--- start DATASET ---

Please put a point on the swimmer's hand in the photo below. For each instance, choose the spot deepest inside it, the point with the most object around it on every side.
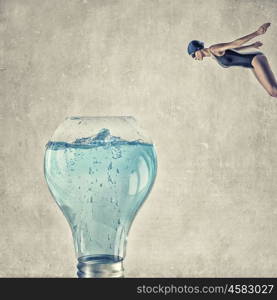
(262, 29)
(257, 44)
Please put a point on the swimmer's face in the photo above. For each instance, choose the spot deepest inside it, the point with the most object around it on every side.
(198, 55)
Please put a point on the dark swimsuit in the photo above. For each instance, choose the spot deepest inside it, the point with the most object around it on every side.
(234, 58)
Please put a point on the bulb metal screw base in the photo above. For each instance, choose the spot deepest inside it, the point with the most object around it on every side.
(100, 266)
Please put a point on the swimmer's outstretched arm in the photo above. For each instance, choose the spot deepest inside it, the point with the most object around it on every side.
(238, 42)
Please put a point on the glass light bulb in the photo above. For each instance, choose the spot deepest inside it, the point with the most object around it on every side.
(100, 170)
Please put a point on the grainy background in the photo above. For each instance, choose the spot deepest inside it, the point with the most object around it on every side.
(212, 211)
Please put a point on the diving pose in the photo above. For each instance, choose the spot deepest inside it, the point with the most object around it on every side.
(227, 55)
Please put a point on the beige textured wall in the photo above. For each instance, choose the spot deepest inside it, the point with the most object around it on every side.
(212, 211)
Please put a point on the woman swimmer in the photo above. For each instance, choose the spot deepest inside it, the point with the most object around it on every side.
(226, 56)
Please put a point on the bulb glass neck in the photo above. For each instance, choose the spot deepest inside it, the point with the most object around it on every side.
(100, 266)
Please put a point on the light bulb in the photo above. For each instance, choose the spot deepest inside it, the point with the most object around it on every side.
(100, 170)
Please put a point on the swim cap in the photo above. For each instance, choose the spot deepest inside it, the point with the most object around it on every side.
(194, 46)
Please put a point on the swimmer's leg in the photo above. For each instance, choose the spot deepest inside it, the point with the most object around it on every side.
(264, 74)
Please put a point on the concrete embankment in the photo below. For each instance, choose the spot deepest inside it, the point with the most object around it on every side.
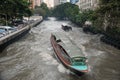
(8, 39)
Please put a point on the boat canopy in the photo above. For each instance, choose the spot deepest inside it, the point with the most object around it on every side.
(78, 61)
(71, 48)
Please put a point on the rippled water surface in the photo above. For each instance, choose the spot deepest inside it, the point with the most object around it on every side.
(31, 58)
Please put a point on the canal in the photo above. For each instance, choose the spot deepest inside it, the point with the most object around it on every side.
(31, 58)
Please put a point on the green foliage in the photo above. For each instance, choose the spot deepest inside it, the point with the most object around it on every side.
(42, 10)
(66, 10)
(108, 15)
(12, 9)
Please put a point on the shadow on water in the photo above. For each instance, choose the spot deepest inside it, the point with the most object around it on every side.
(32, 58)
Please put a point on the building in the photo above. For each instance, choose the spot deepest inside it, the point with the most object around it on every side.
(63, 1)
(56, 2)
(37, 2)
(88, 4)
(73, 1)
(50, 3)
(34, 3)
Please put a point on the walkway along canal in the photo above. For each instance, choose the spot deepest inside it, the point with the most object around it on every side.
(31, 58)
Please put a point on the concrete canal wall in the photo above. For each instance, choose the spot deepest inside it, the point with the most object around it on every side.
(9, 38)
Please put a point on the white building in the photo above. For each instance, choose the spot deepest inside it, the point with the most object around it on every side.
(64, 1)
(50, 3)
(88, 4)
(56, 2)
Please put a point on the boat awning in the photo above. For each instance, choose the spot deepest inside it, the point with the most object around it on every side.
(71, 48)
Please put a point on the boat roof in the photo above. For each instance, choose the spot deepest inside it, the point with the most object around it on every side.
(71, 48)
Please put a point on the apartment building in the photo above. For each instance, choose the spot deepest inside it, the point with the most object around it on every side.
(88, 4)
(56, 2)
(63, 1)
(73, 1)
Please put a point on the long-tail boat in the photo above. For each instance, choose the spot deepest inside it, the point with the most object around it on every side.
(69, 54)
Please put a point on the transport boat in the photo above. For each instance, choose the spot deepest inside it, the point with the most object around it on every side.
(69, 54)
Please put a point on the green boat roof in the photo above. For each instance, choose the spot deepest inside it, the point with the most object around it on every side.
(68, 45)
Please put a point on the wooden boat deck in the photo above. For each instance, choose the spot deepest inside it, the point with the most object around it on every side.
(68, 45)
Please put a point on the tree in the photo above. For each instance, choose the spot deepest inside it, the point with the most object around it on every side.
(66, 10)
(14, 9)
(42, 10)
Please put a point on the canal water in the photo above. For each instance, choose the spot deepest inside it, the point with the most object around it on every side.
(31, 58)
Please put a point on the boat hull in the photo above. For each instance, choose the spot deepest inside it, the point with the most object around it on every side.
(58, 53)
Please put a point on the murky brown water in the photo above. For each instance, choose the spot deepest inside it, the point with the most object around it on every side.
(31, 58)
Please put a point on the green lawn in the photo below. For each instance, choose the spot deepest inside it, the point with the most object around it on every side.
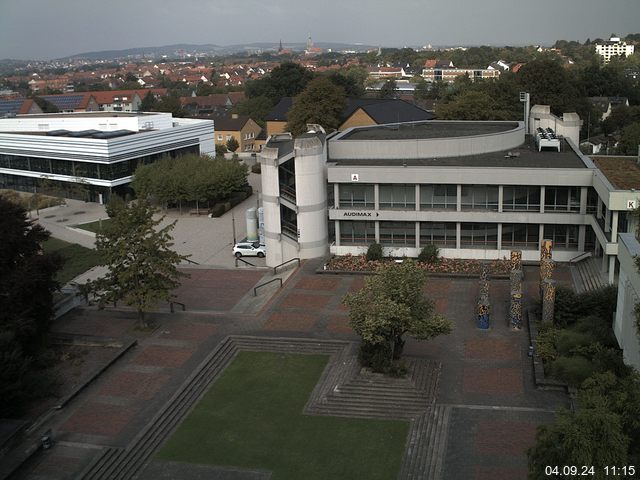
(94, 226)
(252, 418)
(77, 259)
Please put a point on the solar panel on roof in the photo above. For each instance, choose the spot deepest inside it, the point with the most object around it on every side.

--- end DATASET ---
--- start DATASET ---

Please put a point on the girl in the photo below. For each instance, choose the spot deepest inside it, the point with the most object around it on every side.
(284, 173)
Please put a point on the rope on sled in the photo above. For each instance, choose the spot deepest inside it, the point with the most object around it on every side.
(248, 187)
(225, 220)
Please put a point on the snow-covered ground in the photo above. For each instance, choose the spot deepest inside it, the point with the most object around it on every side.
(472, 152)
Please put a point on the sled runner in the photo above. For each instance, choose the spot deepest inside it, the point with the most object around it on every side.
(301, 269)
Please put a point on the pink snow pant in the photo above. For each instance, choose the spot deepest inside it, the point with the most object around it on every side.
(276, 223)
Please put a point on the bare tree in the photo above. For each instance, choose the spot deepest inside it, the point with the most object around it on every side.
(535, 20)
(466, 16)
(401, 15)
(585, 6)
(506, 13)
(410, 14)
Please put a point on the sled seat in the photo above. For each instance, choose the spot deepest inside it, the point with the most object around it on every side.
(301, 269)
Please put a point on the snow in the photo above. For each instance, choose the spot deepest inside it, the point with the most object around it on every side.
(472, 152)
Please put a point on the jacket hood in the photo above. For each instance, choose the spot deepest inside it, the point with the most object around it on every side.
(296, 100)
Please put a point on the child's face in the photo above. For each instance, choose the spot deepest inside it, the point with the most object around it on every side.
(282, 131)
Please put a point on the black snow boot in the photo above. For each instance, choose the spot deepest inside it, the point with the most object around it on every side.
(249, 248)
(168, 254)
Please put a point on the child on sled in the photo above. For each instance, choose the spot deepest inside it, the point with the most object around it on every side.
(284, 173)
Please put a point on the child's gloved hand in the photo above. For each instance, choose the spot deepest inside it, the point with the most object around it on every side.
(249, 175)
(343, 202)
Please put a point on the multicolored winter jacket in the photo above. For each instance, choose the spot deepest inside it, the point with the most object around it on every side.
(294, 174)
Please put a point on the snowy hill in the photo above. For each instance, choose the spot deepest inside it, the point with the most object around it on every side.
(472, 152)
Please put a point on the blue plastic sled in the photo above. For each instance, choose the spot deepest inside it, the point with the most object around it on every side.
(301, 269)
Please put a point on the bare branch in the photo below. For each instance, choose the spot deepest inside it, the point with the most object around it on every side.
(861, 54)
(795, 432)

--- end DATASET ---
--- start DATASET ---

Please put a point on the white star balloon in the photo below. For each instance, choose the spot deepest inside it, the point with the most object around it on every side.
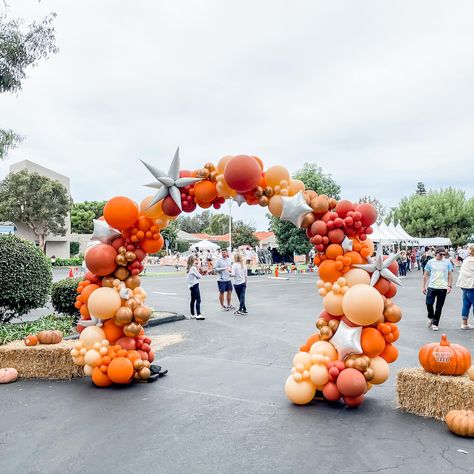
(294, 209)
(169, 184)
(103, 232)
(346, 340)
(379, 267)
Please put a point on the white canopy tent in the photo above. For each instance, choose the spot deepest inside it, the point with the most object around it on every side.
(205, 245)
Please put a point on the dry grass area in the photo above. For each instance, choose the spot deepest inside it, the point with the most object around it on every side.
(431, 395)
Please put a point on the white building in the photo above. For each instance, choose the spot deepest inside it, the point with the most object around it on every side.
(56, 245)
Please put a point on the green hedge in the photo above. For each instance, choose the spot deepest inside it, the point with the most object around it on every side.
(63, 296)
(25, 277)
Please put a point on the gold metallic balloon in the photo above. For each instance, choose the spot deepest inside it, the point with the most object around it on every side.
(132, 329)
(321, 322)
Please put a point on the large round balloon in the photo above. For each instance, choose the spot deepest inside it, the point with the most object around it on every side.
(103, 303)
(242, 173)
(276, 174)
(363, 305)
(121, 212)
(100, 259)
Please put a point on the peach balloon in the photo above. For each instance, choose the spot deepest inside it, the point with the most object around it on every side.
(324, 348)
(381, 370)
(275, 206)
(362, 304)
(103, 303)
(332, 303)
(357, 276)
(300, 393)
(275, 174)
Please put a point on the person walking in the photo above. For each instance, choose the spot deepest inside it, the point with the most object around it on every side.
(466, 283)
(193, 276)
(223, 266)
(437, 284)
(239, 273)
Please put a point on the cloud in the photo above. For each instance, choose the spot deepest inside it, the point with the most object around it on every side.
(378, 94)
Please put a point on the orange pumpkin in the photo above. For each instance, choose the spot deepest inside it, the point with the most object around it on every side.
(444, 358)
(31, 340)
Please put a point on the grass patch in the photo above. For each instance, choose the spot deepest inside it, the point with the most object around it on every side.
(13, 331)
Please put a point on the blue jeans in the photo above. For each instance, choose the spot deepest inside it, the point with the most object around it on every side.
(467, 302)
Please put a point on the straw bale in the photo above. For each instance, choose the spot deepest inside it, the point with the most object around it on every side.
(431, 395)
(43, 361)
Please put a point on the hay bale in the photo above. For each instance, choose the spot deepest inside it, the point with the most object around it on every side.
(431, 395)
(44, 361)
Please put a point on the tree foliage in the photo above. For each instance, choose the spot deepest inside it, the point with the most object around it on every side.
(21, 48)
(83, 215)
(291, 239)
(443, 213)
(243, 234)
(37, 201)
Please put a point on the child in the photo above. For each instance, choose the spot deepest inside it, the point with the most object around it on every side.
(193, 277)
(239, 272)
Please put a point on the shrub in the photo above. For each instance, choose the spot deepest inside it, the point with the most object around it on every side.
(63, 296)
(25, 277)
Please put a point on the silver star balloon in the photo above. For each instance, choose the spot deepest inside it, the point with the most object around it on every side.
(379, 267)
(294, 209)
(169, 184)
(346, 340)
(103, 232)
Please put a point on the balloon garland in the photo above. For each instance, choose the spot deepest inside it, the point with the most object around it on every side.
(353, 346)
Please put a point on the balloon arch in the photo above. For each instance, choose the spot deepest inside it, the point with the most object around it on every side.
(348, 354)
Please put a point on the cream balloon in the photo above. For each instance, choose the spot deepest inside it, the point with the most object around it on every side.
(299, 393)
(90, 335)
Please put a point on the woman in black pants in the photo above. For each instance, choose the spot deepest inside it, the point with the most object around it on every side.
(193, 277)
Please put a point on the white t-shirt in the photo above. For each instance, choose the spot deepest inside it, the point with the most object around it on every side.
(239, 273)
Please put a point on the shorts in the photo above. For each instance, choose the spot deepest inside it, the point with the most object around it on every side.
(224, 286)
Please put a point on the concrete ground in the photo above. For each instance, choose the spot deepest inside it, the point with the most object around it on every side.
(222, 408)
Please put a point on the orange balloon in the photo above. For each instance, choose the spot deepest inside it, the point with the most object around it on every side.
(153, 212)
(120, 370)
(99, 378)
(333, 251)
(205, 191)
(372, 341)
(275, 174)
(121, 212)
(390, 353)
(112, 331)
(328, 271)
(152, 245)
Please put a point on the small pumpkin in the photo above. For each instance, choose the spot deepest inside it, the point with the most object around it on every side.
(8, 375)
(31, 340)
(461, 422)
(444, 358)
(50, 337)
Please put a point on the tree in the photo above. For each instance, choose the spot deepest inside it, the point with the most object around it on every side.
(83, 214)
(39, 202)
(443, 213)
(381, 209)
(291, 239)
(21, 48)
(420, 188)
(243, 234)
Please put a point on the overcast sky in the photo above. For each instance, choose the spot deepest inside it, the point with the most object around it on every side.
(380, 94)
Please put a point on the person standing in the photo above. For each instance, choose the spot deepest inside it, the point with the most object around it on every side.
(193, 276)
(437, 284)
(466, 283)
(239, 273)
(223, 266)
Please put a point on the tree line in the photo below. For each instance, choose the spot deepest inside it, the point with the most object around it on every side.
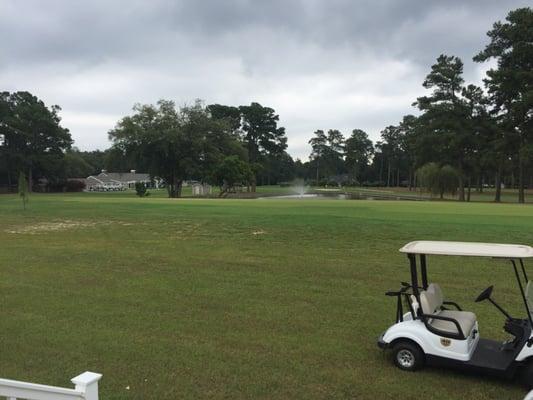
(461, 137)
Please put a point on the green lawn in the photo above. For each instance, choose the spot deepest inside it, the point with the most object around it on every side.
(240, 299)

--- end DATASET ---

* [WHAT TO WORK ON]
Identify every row above that contains the word "building", matching case exactly, and copy each such row in full.

* [EXERCISE ANSWER]
Please put a point on the building in the photo above. For each instance, choose the spot deepest inside it, the point with the most object around it on every side.
Please put a point on the white building in the photo above. For each instance, choose the spot deepest inside it, the point with the most object around it on every side.
Please put a point on the apartment building in the photo above. For each instance, choose the spot deepest inside it, the point with the most object around it on every side.
Please put a point on the white building in the photo above. For each instance, choose the spot deepest inside it, the point with the most object around it on every side.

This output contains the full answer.